__Material to process__:
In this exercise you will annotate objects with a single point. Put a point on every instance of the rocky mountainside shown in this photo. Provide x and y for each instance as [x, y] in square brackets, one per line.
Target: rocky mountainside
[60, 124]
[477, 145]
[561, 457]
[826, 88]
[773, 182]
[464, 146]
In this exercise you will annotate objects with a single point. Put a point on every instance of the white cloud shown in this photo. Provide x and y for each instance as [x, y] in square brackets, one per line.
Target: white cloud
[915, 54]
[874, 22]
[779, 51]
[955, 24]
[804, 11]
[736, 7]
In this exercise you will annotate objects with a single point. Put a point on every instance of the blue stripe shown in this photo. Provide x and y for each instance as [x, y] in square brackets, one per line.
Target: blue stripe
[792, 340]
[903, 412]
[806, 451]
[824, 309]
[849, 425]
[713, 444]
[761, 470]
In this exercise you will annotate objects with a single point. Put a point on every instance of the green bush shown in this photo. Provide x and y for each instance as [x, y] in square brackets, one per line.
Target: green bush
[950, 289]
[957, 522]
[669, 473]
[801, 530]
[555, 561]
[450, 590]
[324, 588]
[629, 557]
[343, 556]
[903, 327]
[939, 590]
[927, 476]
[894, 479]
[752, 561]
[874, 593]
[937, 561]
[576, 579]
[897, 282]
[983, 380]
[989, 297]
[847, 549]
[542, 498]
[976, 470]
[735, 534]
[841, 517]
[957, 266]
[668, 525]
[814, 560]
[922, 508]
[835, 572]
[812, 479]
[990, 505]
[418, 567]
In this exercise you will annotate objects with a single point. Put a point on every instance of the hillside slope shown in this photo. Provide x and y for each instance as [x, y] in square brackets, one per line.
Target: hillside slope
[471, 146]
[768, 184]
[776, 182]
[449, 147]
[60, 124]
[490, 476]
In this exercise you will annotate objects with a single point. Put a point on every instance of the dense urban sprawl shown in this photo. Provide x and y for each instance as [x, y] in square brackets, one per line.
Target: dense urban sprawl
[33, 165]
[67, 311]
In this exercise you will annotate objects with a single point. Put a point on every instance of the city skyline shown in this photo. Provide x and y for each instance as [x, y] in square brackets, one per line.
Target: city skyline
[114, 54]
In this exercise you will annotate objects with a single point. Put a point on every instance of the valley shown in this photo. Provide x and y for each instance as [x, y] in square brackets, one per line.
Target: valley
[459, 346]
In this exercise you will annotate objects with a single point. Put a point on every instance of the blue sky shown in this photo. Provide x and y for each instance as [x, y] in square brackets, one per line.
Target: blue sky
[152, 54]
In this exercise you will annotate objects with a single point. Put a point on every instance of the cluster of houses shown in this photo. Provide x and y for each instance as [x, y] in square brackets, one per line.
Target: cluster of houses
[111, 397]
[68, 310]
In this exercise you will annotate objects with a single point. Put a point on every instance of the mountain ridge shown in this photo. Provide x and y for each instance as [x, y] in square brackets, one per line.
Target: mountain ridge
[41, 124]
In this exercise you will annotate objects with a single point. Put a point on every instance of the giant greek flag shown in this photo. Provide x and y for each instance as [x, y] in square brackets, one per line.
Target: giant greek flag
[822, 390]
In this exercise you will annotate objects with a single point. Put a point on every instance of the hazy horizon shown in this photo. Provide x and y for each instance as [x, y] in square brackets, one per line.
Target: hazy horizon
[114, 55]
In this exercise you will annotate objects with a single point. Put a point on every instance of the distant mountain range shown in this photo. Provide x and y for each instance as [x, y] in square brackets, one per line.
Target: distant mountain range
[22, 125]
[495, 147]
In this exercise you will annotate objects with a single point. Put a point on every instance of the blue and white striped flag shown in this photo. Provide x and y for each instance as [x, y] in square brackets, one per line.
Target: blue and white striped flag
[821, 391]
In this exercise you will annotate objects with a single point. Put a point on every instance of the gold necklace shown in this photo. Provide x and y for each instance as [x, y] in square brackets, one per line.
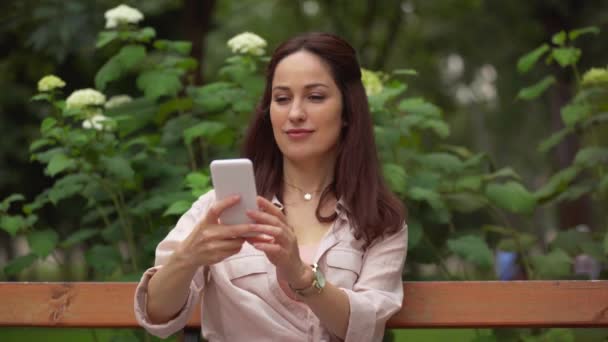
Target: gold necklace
[307, 195]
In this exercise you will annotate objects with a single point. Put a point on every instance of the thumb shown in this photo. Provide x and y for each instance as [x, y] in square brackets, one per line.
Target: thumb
[214, 212]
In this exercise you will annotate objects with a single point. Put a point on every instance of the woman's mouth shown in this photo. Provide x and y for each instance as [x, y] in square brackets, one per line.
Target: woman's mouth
[298, 133]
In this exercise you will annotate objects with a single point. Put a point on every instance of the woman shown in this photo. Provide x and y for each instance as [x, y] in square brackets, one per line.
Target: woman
[323, 203]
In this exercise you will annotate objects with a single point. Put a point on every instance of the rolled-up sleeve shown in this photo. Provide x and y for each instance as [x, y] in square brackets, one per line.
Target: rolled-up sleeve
[378, 293]
[164, 251]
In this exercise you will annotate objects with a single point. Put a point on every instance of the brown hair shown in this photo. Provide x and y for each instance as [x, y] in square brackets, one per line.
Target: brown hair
[370, 206]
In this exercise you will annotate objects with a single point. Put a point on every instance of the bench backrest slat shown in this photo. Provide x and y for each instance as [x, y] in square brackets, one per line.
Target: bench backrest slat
[426, 304]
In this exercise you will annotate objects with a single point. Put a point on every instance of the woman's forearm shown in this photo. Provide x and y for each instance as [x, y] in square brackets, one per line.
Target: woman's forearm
[332, 308]
[169, 288]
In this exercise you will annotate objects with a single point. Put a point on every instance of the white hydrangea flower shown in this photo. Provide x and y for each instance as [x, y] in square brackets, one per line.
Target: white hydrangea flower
[50, 82]
[247, 43]
[371, 82]
[122, 14]
[117, 101]
[97, 122]
[84, 98]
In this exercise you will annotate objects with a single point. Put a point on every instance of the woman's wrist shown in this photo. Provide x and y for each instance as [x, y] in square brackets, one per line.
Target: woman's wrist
[304, 279]
[183, 261]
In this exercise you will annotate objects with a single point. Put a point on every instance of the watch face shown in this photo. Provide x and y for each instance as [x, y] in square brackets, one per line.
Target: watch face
[320, 283]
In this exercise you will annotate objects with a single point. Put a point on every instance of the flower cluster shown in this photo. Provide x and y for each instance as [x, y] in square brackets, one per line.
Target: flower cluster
[122, 15]
[595, 76]
[84, 98]
[371, 82]
[49, 83]
[247, 43]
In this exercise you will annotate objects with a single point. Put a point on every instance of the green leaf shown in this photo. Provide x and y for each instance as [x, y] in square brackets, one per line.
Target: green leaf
[12, 224]
[144, 35]
[534, 91]
[103, 259]
[473, 249]
[125, 60]
[6, 203]
[105, 37]
[58, 163]
[195, 180]
[555, 265]
[570, 241]
[465, 202]
[441, 161]
[157, 83]
[591, 156]
[603, 187]
[19, 264]
[47, 124]
[427, 195]
[420, 106]
[36, 144]
[178, 208]
[559, 38]
[181, 47]
[579, 32]
[395, 176]
[574, 192]
[213, 98]
[505, 172]
[42, 242]
[78, 237]
[559, 182]
[439, 127]
[553, 140]
[511, 196]
[566, 56]
[409, 72]
[468, 183]
[205, 129]
[118, 167]
[526, 62]
[68, 186]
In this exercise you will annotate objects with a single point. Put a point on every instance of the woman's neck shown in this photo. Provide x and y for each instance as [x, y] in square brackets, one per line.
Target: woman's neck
[308, 176]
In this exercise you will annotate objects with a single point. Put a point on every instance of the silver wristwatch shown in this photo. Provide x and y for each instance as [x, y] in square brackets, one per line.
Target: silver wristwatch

__Requirement__:
Transcribe the whole listing exactly. Pictures stay out of your copy.

__Task result__:
In this exercise you will annotate objects with a single point. Put a point on every instance of the rocky mountainside shown in this photo. Provide x and y for each instance as [x, y] in square brackets, one per line.
Target: rocky mountainside
[60, 124]
[477, 145]
[561, 457]
[826, 88]
[773, 182]
[464, 146]
In this exercise you will annotate objects with a single point. Put a point on every instance of the white cloud shown in this photo. Provide x and y for each instance as [x, y] in square brackets, one per line.
Target: white cloud
[915, 54]
[874, 22]
[779, 51]
[955, 24]
[804, 11]
[736, 7]
In this exercise you will annotate objects with a single point. Put a point on every instance of the blue stripe shown in this photo. Provide x and y for each instance as [x, y] in square brackets, one per line.
Target: blue stripe
[792, 340]
[903, 412]
[806, 451]
[824, 309]
[849, 425]
[713, 444]
[761, 470]
In this exercise you will annotate objects with a single point. Put a point on every instance of the green bush shown in this photo. Provide x and y for each instance as [x, y] in square brackets, one per line.
Target: green bush
[950, 289]
[957, 522]
[669, 473]
[801, 530]
[555, 561]
[450, 590]
[324, 588]
[629, 557]
[343, 556]
[903, 327]
[939, 590]
[927, 476]
[894, 479]
[752, 561]
[874, 593]
[937, 561]
[576, 579]
[897, 282]
[983, 380]
[989, 297]
[847, 549]
[542, 498]
[976, 470]
[735, 534]
[841, 517]
[957, 266]
[668, 525]
[814, 560]
[922, 508]
[835, 572]
[812, 479]
[990, 505]
[418, 567]
In this exercise you will annotate objects with a single point. Put a point on every instance of the hillside slope shown in this photo. Provide x and y for each instance as [x, y] in square brackets, one per line.
Target: hillside slope
[471, 146]
[768, 184]
[776, 182]
[449, 147]
[60, 124]
[490, 476]
In this exercise you will annotate objects with a single point. Put a point on every instance of the dense urban sprawl shown in this photo. Provide x and y for each instance as [x, y] in square brackets, one per line.
Target: dense urban sprawl
[33, 165]
[67, 311]
In this exercise you will annotate objects with a single point. Put a point on every instance of the city skyline shown in this photo. Provide x and y for each instance as [x, y] in square brackets, one per line.
Target: city skyline
[114, 54]
In this exercise you will annotate objects with a single point. Put a point on every instance of the valley shown in this photo. Provide x and y for each instance as [x, y] in square brackets, one per line.
Target: valley
[459, 346]
In this exercise you will annotate objects with a single point. Put a point on every instance of the blue sky shown in this photo. Provide x and y for each instance as [x, y] in square brackets, one per line.
Target: blue sky
[152, 54]
In this exercise you will annotate objects with a single point. Put a point on every instance of the cluster of houses shown in this photo. Provide x and y for each instance as [x, y] in square brackets, one per line.
Target: cluster of houses
[111, 397]
[68, 310]
In this exercise you will annotate objects with a single point. Put a point on every instance of the mountain ridge shown in this photo. Provide x and y for each instance as [x, y] in square brackets, one per line.
Target: mountain ridge
[41, 124]
In this exercise you will annotate objects with a single point. Put a point on every instance of the giant greek flag shown in this photo. Provide x and y for each instance as [x, y] in square brackets, one per line.
Target: giant greek flag
[822, 390]
In this exercise you will annotate objects with a single point. Put a point on every instance of the hazy horizon shown in this photo. Provide x and y for each instance as [x, y] in square brackets, one per line.
Target: hazy horizon
[114, 55]
In this exercise you will annotate objects with a single point. Put a point on every instance of the distant mountain range shown in this photo. Provide x and y for each instance as [x, y] in square brackets, one per line.
Target: distant mountain range
[22, 125]
[495, 147]
In this exercise you will annotate objects with a single point. Put a point on every instance of the blue and white striped flag shown in this photo. Provide x and y for each instance as [x, y] in square brackets, one per line.
Target: blue and white striped flag
[821, 391]
In this exercise you will annotate objects with a single point. Put a point on every instance of the gold necklace shown in this photo. Provide x and y for each instance as [x, y] in square brackets, one per line.
Target: gold necklace
[307, 195]
In this exercise you will annotate objects with a single point. Put a point on every instance of the thumb shown in this photo. Provide x and y for each instance as [x, y] in square brackets, one per line.
Target: thumb
[214, 212]
In this exercise you will annotate objects with a single point. Put a point on every instance of the woman's mouth shown in this photo. Provide x and y for each instance as [x, y] in square brackets, one per line.
Target: woman's mouth
[298, 133]
In this exercise you will annotate objects with a single point. Put a point on every instance of the woman shown in this photo. Provide x and y for each instance as [x, y] in square brackets, one per line.
Target: woman
[323, 203]
In this exercise you will annotate objects with a single point. Put a point on every instance of the rolled-up sleeve shown in this photo. Provide x and y for each instance as [x, y] in square brackets, one per line.
Target: rolled-up sleeve
[378, 293]
[164, 251]
In this exercise you will annotate objects with a single point. Put a point on every instance of the brown hair shown in this photo. Provide x and y for each instance as [x, y] in square brackets, one per line.
Target: brown hair
[370, 206]
In this exercise you will annotate objects with a single point. Put a point on every instance of the bench backrest slat shown in this photo. Provide x and y for each instance as [x, y] in square brackets, one per line.
Target: bench backrest slat
[426, 304]
In this exercise you will annotate objects with a single point. Put a point on every instance of the woman's forearm shown in this photo. Provide x and y for each instance as [x, y] in square brackets, one per line.
Target: woman's forearm
[332, 308]
[169, 288]
In this exercise you will annotate objects with a single point. Put a point on every instance of the white hydrangea flower shown in this photo. Provide x and y for each instance as [x, y] in square brackets, one per line.
Target: white hydrangea flower
[50, 82]
[247, 43]
[371, 82]
[122, 14]
[117, 101]
[97, 122]
[84, 98]
In this exercise you will annotate objects with a single point. Put a point on every instance of the woman's wrist shown in this photo. Provide x and y for each instance as [x, y] in square brackets, one per line.
Target: woman's wrist
[304, 279]
[183, 261]
In this exercise you will annotate objects with a single point. Put a point on every instance of the watch face shown in this photo. Provide x and y for each instance as [x, y] in square brackets, one per line.
Target: watch face
[320, 283]
In this exercise you will annotate objects with a single point. Put a point on every instance of the flower cluster shown in this photo. Provide x and y for each instance as [x, y] in square brackets, one per line.
Target: flower cluster
[122, 15]
[595, 76]
[84, 98]
[371, 82]
[49, 83]
[247, 43]
In this exercise you will annotate objects with a single point. Put a point on every instance of the green leaf shown in this photo. Provide x and y for each instance as [x, y] in square brackets, one per line.
Target: green leaf
[12, 224]
[144, 35]
[534, 91]
[103, 259]
[473, 249]
[125, 60]
[6, 203]
[105, 37]
[58, 163]
[195, 180]
[555, 265]
[570, 241]
[465, 202]
[441, 161]
[157, 83]
[591, 156]
[603, 187]
[19, 264]
[47, 124]
[427, 195]
[420, 106]
[36, 144]
[178, 208]
[559, 38]
[181, 47]
[579, 32]
[395, 176]
[574, 192]
[213, 98]
[505, 172]
[42, 242]
[78, 237]
[559, 182]
[439, 127]
[553, 140]
[511, 196]
[566, 56]
[409, 72]
[468, 183]
[205, 129]
[118, 167]
[526, 62]
[68, 186]
In this exercise you will annotate objects with a single point. Put a point on every instance of the woman's neck shown in this photo. Provide x and y for each instance as [x, y] in square brackets, one per line.
Target: woman's neck
[308, 176]
In this exercise you will annotate objects with a single point. Put a point on every instance of the silver wristwatch shown in this photo. Provide x and y for each instance as [x, y] in square brackets, one per line.
Target: silver wristwatch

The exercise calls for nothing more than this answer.